- **WHAT TO DO**:
Which lines run from the one containing "In this exercise you will indicate the tree in" to the end of the entries? Quote them exactly, and nothing else.

- **LISTED RECORDS**:
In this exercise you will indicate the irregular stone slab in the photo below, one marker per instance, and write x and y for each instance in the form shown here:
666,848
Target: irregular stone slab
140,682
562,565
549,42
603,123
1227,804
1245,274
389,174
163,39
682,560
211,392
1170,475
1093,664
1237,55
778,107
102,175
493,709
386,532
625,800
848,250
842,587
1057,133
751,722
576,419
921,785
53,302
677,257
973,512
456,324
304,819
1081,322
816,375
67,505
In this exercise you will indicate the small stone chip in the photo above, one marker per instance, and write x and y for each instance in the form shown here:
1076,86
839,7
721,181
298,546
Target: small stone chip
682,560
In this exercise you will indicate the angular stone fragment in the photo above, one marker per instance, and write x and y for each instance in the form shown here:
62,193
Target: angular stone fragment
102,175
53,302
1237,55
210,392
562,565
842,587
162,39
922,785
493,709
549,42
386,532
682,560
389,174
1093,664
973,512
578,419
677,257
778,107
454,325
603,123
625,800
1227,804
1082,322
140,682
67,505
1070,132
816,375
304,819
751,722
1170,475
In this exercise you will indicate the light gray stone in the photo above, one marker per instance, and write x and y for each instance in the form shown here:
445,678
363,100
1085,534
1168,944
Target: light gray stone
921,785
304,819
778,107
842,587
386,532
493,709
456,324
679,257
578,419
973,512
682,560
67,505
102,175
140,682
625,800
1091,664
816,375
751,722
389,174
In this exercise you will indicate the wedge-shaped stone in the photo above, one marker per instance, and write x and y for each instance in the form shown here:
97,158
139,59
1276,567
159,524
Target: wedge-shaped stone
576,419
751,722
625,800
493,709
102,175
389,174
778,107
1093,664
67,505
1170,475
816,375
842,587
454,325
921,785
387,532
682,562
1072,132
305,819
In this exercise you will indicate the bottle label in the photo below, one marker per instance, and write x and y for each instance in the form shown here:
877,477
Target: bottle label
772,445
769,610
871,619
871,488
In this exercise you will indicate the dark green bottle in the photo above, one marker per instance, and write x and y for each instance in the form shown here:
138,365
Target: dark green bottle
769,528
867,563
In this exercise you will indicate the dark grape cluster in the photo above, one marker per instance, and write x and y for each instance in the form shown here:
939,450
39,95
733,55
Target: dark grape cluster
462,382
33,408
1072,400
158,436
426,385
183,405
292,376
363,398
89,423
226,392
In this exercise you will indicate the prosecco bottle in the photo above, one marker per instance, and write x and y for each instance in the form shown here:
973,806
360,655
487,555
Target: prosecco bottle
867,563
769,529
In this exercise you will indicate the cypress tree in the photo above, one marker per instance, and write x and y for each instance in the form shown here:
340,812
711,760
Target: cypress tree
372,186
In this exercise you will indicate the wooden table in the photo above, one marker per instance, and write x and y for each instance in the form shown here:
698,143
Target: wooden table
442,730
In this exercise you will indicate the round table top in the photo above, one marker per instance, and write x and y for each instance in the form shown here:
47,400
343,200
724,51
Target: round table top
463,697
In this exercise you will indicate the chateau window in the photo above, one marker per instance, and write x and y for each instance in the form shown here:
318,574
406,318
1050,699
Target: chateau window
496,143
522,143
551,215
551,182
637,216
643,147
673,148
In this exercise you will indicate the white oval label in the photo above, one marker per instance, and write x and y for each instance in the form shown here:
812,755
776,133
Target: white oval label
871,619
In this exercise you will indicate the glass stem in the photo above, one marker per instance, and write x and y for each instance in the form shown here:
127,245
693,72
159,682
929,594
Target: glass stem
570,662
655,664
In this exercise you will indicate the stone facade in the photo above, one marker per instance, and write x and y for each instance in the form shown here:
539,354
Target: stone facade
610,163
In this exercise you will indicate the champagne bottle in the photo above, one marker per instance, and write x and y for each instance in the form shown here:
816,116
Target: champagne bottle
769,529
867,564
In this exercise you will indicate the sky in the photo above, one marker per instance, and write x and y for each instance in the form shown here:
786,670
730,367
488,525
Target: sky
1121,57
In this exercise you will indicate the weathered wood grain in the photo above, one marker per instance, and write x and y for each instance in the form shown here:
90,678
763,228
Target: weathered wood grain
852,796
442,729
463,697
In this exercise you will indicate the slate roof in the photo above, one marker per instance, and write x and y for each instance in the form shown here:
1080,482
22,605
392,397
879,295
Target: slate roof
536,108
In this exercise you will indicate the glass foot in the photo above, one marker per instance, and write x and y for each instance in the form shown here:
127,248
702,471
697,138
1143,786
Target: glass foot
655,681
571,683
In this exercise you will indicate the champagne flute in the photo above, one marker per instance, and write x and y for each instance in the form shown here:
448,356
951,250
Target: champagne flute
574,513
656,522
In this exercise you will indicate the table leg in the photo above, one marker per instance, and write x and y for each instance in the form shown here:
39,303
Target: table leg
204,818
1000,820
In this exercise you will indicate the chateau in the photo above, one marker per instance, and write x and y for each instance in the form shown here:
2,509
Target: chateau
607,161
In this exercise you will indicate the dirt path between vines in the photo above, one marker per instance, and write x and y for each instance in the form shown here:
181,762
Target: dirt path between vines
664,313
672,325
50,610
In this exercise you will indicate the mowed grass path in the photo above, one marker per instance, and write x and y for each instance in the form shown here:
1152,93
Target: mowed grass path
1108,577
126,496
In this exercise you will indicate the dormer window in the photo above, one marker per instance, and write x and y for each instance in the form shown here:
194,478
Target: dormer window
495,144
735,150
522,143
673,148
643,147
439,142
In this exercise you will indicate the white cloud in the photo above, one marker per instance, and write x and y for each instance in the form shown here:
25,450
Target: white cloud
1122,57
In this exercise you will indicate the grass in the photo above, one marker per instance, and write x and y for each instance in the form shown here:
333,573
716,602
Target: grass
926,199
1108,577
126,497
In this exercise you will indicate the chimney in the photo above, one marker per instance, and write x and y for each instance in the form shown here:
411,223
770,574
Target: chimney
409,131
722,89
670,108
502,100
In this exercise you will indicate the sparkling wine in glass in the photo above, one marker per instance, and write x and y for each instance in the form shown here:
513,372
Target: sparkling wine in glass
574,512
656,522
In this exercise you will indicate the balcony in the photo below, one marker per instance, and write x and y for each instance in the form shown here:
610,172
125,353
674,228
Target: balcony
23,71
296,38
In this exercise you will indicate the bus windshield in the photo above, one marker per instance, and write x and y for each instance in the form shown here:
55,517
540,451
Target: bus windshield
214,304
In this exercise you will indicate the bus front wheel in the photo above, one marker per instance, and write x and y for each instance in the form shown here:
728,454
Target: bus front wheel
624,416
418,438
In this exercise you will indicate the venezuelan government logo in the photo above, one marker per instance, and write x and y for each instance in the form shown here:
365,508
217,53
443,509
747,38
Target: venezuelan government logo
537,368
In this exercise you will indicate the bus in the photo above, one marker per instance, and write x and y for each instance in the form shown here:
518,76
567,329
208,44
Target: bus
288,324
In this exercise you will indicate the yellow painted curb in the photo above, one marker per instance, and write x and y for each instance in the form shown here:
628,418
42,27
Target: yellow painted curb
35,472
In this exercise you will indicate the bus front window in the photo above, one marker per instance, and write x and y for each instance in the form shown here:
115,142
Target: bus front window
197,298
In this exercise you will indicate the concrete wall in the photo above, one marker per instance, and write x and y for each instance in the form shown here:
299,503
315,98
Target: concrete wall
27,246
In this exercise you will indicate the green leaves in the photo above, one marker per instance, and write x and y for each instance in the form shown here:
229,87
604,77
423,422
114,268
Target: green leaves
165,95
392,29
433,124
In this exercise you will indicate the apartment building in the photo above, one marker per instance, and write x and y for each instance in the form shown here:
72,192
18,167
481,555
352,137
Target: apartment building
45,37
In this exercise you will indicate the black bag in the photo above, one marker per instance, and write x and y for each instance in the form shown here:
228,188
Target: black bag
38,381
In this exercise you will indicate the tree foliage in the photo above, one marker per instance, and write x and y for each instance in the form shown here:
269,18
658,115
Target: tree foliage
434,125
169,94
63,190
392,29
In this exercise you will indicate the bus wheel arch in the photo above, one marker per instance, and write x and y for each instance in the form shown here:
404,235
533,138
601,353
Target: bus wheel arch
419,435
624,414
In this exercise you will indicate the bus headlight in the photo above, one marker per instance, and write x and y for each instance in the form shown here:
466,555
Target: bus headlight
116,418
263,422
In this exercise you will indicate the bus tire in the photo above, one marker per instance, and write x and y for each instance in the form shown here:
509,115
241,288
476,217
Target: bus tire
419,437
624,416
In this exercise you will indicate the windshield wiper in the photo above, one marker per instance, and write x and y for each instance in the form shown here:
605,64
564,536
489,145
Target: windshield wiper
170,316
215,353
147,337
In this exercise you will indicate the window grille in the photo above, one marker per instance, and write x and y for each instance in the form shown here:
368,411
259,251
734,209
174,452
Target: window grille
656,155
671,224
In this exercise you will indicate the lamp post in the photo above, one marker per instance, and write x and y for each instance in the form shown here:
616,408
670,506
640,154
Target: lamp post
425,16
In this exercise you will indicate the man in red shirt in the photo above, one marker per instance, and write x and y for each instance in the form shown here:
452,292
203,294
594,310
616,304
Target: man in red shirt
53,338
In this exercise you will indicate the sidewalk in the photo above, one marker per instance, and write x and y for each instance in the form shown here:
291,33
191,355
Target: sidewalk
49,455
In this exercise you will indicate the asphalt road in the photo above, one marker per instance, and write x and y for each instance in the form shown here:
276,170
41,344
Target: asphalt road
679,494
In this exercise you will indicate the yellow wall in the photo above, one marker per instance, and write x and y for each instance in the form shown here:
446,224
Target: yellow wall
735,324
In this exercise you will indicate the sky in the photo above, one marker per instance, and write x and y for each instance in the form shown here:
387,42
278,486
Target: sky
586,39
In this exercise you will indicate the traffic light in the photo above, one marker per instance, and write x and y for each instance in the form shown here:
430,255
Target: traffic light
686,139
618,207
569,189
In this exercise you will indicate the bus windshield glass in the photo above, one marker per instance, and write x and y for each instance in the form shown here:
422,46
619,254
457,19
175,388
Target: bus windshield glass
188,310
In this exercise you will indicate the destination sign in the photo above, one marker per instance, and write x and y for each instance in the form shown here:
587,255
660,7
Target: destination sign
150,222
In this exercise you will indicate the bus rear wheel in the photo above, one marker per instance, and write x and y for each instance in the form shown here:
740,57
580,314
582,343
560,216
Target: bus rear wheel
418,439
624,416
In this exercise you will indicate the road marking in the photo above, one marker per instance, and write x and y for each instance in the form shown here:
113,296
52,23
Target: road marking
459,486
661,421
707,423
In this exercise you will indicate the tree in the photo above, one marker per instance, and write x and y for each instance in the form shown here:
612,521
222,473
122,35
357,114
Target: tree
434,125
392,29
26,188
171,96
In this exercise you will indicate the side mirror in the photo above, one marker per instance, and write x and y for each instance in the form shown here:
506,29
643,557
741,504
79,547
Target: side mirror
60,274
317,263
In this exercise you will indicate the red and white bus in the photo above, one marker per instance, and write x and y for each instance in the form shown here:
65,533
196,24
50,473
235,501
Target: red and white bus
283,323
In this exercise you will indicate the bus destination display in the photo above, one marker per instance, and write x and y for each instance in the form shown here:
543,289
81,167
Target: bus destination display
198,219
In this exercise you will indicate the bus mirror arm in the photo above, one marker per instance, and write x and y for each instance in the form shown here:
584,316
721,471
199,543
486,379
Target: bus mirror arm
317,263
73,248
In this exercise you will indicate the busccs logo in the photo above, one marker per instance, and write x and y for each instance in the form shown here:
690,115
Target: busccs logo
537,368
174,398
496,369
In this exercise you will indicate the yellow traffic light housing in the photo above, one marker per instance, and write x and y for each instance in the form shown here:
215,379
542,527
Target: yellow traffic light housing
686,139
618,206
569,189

- **RESPONSE TO THE TASK**:
In this exercise you will indicate the tree in the photo above, one marker per instance, and write x and y for each instance in the form shown here:
612,521
222,473
122,35
357,114
Target: tree
434,125
392,29
26,188
171,96
In this exercise you will indicate the side mirror in the photo above, one marker per instance, and write x and y for each instance in the form shown here:
506,29
643,557
741,504
79,547
Target: side mirror
60,274
317,263
In this exercise you will indicate the red and white bus in the photo above, one marker per instance, and write x and y for each instance in the form shown here:
65,533
196,24
50,473
235,501
Target: red and white bus
283,323
In this exercise you will indicate the bus destination display in the photo above, one marker per instance, and write x and y for each instance in the form shown here:
543,289
81,167
Target: bus destination display
198,219
In this exercise you will indicate the bus mirror arm in the photo above, one marker per instance, and write x and y for each instance in the form shown here:
584,316
721,471
199,543
486,379
Target: bus mirror arm
317,263
73,248
In this exercise you will indicate the busccs logo in the photo above, one marker per instance, and write x and y for each instance in the form shown here:
690,115
Target: busccs logo
537,368
174,398
496,369
In this exercise you will indicate the yellow traffic light housing in the photo above, one marker per instance, and write x and y for each instance in the form shown here:
215,379
542,527
Target: yellow traffic light housing
686,139
618,206
569,189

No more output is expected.